Instructions for the task |
Please recast the part of the material that opens with the line containing "Where can you see the person in white" and closes with the line containing "<point>81,74</point>" as a JSON list of strings, one string per line, leaving out any blank lines.

Records from a pointing dataset |
---
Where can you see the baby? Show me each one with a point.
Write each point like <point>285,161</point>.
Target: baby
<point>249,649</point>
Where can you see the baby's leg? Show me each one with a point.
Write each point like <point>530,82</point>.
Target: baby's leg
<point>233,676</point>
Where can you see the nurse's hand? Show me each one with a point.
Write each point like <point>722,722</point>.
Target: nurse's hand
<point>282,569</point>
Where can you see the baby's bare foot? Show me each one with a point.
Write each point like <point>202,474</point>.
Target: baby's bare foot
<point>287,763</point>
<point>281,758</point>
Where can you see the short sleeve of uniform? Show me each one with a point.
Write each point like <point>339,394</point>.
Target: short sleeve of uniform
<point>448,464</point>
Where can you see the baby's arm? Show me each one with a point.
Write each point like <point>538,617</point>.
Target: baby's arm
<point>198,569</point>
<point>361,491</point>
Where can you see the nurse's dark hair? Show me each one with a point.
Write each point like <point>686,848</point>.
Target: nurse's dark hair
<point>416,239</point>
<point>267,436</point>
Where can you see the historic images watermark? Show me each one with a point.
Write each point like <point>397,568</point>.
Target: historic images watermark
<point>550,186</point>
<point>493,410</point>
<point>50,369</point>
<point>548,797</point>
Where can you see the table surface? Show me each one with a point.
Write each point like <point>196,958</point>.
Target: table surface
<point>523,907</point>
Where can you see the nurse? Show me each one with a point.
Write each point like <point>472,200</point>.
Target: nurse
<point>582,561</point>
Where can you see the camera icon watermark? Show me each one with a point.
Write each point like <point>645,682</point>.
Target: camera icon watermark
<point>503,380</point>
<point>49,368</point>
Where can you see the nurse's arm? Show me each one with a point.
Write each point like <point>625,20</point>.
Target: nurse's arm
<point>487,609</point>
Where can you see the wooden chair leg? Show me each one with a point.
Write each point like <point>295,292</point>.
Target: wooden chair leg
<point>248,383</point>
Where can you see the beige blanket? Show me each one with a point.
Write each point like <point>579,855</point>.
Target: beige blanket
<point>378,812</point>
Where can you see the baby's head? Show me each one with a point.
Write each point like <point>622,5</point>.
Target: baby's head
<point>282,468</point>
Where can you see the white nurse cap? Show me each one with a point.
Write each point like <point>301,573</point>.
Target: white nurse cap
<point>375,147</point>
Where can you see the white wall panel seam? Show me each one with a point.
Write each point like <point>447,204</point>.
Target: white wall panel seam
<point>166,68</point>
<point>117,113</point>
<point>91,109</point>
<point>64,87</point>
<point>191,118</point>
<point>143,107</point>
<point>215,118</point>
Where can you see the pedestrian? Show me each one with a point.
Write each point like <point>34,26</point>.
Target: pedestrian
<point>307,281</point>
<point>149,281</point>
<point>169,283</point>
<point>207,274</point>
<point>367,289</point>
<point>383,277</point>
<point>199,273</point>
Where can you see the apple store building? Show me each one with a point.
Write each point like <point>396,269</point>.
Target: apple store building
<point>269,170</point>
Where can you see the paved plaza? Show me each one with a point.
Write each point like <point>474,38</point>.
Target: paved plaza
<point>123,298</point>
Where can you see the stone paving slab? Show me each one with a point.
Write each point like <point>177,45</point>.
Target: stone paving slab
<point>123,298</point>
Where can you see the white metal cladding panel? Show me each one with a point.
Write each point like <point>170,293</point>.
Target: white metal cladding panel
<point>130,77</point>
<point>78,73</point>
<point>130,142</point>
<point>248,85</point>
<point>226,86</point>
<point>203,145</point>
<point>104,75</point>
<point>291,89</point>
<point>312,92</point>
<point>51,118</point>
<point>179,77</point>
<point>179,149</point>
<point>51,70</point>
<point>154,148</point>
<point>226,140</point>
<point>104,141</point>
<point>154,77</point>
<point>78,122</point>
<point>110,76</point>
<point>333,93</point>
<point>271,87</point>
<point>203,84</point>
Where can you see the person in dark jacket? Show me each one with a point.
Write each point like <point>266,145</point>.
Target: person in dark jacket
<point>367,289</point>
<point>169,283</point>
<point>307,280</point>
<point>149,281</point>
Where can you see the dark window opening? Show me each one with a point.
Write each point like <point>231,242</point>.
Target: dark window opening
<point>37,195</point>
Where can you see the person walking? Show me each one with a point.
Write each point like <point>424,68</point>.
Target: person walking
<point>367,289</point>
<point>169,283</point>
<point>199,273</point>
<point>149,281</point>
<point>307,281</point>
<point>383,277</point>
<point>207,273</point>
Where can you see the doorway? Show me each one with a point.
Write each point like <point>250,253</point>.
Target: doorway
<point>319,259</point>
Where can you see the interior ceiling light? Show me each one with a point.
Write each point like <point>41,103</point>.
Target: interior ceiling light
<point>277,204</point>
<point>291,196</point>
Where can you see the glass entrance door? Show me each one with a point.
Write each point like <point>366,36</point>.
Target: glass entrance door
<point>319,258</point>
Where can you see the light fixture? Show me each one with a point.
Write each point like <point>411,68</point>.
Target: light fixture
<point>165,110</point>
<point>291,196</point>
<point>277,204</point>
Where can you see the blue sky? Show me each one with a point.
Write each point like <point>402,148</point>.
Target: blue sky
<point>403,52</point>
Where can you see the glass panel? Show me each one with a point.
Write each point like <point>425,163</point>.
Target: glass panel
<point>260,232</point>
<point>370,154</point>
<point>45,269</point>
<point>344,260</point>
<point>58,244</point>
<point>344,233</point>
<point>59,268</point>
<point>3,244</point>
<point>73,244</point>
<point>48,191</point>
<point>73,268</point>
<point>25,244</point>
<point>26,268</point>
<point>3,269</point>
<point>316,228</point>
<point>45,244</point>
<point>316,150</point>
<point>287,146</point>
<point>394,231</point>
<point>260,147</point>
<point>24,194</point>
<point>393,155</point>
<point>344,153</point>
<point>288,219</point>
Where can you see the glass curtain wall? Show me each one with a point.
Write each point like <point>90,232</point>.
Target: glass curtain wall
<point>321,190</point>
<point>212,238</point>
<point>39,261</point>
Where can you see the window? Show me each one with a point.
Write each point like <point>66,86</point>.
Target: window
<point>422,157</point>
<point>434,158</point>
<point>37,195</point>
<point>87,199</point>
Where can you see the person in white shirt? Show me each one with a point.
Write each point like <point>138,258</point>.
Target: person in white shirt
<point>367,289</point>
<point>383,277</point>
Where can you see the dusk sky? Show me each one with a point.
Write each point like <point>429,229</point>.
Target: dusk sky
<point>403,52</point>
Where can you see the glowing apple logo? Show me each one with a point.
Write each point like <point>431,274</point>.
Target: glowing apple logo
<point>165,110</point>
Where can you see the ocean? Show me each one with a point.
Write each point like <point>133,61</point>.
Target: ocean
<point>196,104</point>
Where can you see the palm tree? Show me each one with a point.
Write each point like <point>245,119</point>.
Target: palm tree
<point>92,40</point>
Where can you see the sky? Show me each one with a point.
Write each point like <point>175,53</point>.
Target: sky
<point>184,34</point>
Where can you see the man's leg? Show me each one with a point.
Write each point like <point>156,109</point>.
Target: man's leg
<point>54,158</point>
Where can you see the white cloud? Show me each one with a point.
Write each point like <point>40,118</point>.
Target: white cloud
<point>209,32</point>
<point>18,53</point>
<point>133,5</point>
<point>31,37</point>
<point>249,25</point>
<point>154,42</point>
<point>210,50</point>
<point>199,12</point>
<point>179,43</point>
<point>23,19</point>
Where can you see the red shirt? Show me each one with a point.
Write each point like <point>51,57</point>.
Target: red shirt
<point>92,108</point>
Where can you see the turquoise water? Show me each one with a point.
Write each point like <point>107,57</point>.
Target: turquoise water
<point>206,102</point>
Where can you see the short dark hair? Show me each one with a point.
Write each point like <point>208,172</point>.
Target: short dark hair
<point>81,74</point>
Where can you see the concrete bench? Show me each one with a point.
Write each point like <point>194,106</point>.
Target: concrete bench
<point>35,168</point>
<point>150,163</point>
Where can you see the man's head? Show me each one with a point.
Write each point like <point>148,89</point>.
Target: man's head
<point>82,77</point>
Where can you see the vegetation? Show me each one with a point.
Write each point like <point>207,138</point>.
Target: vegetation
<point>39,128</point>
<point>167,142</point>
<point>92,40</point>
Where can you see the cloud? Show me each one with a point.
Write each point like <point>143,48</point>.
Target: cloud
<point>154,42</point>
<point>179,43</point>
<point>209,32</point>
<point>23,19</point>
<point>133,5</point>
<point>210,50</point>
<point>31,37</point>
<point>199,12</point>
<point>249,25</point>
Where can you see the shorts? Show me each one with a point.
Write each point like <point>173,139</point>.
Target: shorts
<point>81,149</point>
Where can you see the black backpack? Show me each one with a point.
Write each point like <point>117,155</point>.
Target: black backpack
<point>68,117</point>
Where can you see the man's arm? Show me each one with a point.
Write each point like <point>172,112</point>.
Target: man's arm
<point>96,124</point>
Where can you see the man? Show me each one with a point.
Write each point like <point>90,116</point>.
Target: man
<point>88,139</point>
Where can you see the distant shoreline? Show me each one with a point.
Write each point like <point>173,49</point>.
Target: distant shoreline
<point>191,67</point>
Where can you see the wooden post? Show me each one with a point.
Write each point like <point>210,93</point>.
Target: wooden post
---
Final result |
[
  "Where can you see the person in white shirt? Show me each one with a point.",
  "Write each point like <point>138,258</point>.",
  "Target: person in white shirt",
  "<point>367,289</point>",
  "<point>383,277</point>",
  "Where can you see the dusk sky? Show me each one with a point.",
  "Write each point like <point>429,229</point>.",
  "Target: dusk sky",
  "<point>403,52</point>",
  "Where can you see the glowing apple logo? Show me each one with a point.",
  "Write each point like <point>431,274</point>.",
  "Target: glowing apple logo",
  "<point>165,110</point>",
  "Where can you see the ocean? Show me each one with a point.",
  "Write each point like <point>133,61</point>.",
  "Target: ocean",
  "<point>196,104</point>",
  "Where can you see the palm tree? Show me each one with a point.",
  "Write each point like <point>245,119</point>.",
  "Target: palm tree",
  "<point>92,40</point>",
  "Where can you see the sky? Show me each one with a point.",
  "Write each point like <point>175,53</point>.",
  "Target: sky",
  "<point>184,34</point>",
  "Where can you see the man's leg? Show me each one with a point.",
  "Write each point like <point>156,109</point>.",
  "Target: man's leg",
  "<point>54,158</point>",
  "Where can you see the white cloud? Show me each one with a point.",
  "Write each point like <point>40,118</point>.",
  "Target: white cloud",
  "<point>209,32</point>",
  "<point>18,53</point>",
  "<point>133,5</point>",
  "<point>31,37</point>",
  "<point>249,25</point>",
  "<point>154,42</point>",
  "<point>210,50</point>",
  "<point>199,12</point>",
  "<point>179,43</point>",
  "<point>23,19</point>",
  "Where can you see the red shirt? Show me each one with a point.",
  "Write each point like <point>51,57</point>.",
  "Target: red shirt",
  "<point>92,108</point>",
  "Where can you see the turquoise water? Show me each one with a point.",
  "Write each point like <point>107,57</point>.",
  "Target: turquoise water",
  "<point>206,102</point>",
  "Where can you see the short dark hair? Show me each one with a point.",
  "Write each point like <point>208,172</point>.",
  "Target: short dark hair",
  "<point>81,74</point>"
]